◆ **Problem requirements**
Every record that follows should be copied exactly. No picture belongs in the copy.
==== Information provided ====
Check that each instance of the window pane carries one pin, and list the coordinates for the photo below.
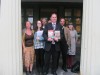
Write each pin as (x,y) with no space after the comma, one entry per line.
(78,21)
(29,12)
(77,12)
(68,12)
(78,28)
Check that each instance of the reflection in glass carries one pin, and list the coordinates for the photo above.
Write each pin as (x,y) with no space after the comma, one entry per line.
(78,21)
(78,28)
(29,12)
(30,19)
(77,12)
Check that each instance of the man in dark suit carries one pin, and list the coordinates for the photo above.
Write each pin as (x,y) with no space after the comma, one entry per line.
(64,44)
(52,45)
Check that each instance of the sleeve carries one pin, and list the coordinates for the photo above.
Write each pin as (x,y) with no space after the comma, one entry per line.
(45,33)
(76,36)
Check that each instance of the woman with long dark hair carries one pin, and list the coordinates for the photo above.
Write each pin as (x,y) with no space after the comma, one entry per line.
(72,46)
(28,49)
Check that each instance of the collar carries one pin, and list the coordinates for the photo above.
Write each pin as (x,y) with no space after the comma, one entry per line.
(53,23)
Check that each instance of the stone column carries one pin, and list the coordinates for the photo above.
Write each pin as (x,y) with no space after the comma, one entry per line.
(10,38)
(90,51)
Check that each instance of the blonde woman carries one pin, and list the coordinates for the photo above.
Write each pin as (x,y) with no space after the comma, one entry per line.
(72,47)
(28,51)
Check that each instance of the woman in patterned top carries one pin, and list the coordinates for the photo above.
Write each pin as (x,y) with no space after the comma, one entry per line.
(72,46)
(28,50)
(39,46)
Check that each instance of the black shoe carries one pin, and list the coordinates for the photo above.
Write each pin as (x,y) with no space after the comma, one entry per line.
(54,73)
(30,72)
(64,68)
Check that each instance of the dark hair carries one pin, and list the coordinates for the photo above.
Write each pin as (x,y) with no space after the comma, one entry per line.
(36,27)
(53,14)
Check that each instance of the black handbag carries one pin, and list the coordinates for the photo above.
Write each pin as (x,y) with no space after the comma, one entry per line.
(76,67)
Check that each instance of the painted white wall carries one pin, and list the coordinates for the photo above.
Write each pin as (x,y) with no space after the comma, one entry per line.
(10,38)
(90,53)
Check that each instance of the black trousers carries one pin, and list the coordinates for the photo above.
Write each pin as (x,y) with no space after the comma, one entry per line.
(63,51)
(39,59)
(47,57)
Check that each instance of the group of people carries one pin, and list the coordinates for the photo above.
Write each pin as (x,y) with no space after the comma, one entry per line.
(38,44)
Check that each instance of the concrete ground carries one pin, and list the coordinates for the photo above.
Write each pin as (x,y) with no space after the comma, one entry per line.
(60,71)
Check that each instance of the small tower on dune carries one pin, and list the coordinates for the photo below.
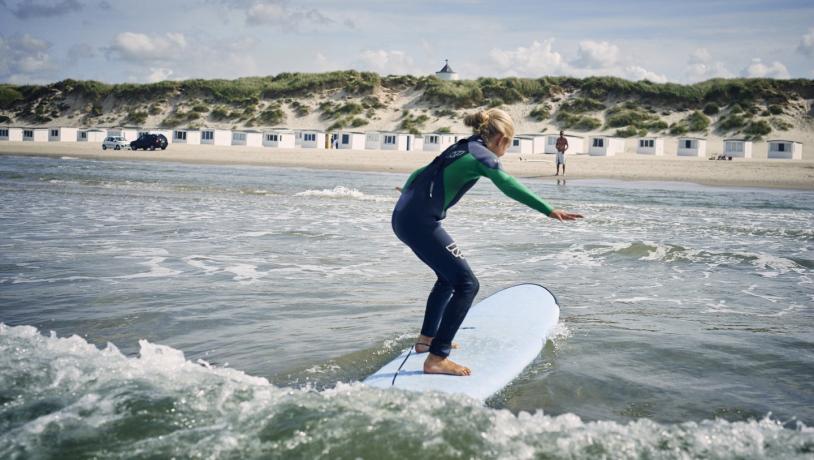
====
◆ **Task solution**
Check that each instance of the window pane carries one pin, and list the coordinates for the photo below.
Write each pin as (x,y) with no space after the comma, one entry per line.
(78,21)
(29,12)
(77,12)
(68,12)
(78,28)
Check that each instance of the reflection in glass carries one pin, and list the coordinates for the photo above.
Write each pin as (x,y) with no space after the comma, one entry per line.
(78,21)
(78,28)
(29,12)
(30,19)
(77,12)
Check that each instance of the man in dark suit carries one pin, and list the coordinates for the photo above.
Write each pin as (x,y) with no space after the comma, one entry per line.
(64,44)
(52,45)
Check that each instance of the sleeve carries one pin, and list the coordinates for the photo above.
Write each pin as (x,y) with no space after the comma, one entry per line.
(45,33)
(76,36)
Check that each instance of the woman with long dark hair carries one pin, and list the coordinates for the photo above.
Write each pin as (x,y) with no space after the comma, one entry per line.
(72,46)
(28,49)
Check that each instance of the collar carries one pin, and list the coordinates for the photo above.
Write each pin as (x,y) with no space after the comma, one entry per line.
(53,23)
Check that each instance of the stone column carries one pin, and list the coordinates for the photo above.
Write each pin as (x,y) with no space after the comma, one entry per line.
(10,38)
(90,51)
Check that each instance of the blonde woman carries one pin, and list the coordinates for the photo above.
Write each pin as (x,y) with no space after the comma, one entry per line.
(72,47)
(28,51)
Check that each instance of the woman in patterned top carries one pin, and list the coordinates for the photo above.
Write each pin as (x,y) with no space after the comma, one entry per line.
(72,46)
(28,50)
(39,46)
Check that each instance of the black shoe carries one pin, and list the coordinates for the photo above.
Write each pin as (x,y) with no space after the comma, one entry per line.
(54,73)
(30,72)
(64,68)
Check that each instance of the dark hair carries one pin, and list the coordinates for the photo above.
Write each pin as (x,y) with no space after the comma, one entry per line.
(36,27)
(53,14)
Check that each instance of the black handbag carries one pin, and list the coordinates for the photo above.
Write each pin as (x,y) with no space after the comma, one entry per line.
(76,67)
Check that each instance of the painted white wall carries one pin, and list the coordinates for the photo above.
Write each pin as (x,y) with no space after the comma, one entry per line.
(10,38)
(90,53)
Check that each instance of the black trousers carries one pin, and list the coordinates for the photo above.
Write each pin as (x,y) with no space after the comma, one entry per line.
(63,51)
(39,59)
(47,57)
Check that each instance of the group of people carries one pin, and list the coordinates for the photo above.
Write each pin as (x,y) with no space after the comma, one entry per line.
(38,44)
Check that each instance of the concrete ground carries one pin, and list the coordinates for the photo above.
Write each pin as (x,y) with no space after the comma, one entry per line.
(60,71)
Check that each instance of the small tower on dune carries one pin, and list the coordinates for the photo below.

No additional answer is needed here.